_Exercise description_. Reproduce all of the items below verbatim, from the first line to the last.
#### Input for this task ####
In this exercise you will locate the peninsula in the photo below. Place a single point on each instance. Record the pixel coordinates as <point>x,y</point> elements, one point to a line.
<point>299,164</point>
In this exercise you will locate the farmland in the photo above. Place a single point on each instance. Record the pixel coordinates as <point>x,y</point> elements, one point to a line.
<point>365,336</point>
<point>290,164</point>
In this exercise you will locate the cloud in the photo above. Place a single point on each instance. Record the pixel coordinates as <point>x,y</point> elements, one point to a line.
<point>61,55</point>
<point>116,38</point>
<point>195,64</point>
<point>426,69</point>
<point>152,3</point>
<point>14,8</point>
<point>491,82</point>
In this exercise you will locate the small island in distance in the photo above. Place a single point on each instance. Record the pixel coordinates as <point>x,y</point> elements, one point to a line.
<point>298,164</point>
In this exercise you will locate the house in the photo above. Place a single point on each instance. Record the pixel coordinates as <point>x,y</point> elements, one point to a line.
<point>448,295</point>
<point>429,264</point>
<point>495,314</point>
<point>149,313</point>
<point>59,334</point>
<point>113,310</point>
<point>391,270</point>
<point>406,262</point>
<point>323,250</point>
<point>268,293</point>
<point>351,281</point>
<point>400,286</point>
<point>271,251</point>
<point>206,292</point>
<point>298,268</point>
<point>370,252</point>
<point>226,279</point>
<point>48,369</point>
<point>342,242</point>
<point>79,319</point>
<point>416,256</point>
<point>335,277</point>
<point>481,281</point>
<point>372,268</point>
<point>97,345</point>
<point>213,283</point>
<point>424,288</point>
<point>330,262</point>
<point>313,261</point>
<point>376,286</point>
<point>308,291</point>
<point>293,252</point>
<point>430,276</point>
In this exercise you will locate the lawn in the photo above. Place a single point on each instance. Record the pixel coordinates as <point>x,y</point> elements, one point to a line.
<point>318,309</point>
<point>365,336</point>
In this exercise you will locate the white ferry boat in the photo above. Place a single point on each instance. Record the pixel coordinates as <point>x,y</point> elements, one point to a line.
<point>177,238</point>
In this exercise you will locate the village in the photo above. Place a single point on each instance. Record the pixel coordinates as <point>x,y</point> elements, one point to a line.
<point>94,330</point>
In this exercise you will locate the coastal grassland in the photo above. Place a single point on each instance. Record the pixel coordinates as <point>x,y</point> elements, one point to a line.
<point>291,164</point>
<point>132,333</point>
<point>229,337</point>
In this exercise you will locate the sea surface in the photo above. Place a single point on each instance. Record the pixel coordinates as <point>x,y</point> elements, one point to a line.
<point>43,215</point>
####
_Result of the exercise_.
In this exercise you will locate the peninsula in the photo below. Place a single point on each instance. Record the pixel coordinates as <point>x,y</point> elements, one point to a line.
<point>299,164</point>
In this exercise you will locate the farmland in the photo above. Place a single point on each instance. Record the pixel coordinates as <point>x,y</point> elements, one point to a line.
<point>365,336</point>
<point>290,164</point>
In this exercise you will locate the cloud in the photo above. Place a single point on each instance. Record the pixel coordinates as <point>x,y</point> elements, one point to a line.
<point>61,55</point>
<point>116,38</point>
<point>195,64</point>
<point>426,69</point>
<point>152,3</point>
<point>14,8</point>
<point>491,82</point>
In this exercise you will locate the small island in distance in the photo above. Place a single point on each instance. Record the pixel coordinates as <point>x,y</point> elements, one point to a line.
<point>298,164</point>
In this exercise you will locate the house in the photo above. Place a single point on each instance. Record the pixel coordinates as <point>x,y</point> elements, one point to a line.
<point>448,295</point>
<point>429,264</point>
<point>495,314</point>
<point>149,313</point>
<point>59,334</point>
<point>113,310</point>
<point>391,270</point>
<point>406,262</point>
<point>323,250</point>
<point>268,293</point>
<point>351,281</point>
<point>400,286</point>
<point>271,251</point>
<point>206,292</point>
<point>298,268</point>
<point>370,252</point>
<point>226,279</point>
<point>48,369</point>
<point>342,242</point>
<point>79,319</point>
<point>416,256</point>
<point>335,277</point>
<point>481,281</point>
<point>372,268</point>
<point>97,345</point>
<point>213,283</point>
<point>424,288</point>
<point>330,262</point>
<point>313,261</point>
<point>376,286</point>
<point>308,291</point>
<point>293,252</point>
<point>430,276</point>
In this exercise you will locate the lawn in the photo above. Place a single point on each instance. Record the pixel coordinates as <point>x,y</point> elements, one point to a line.
<point>318,309</point>
<point>365,336</point>
In this exercise you will locate the white ferry boat in the photo above. Place a single point on each instance. Record the pixel coordinates as <point>x,y</point> elements, one point to a line.
<point>177,238</point>
In this exercise you will locate the village in the photo above. Place a single point on each instance. Record the pixel coordinates as <point>x,y</point> elements, one point to a line.
<point>94,330</point>
In this exercise you will locate the coastal grassland in the photo above. Place a single point on each instance. Record the pixel coordinates as <point>x,y</point> elements, one point to a line.
<point>291,164</point>
<point>132,333</point>
<point>229,337</point>
In this exercise you will locate the sea surface in the photo above. Place a single point on each instance. Record the pixel coordinates as <point>x,y</point> elements, one point to a line.
<point>43,215</point>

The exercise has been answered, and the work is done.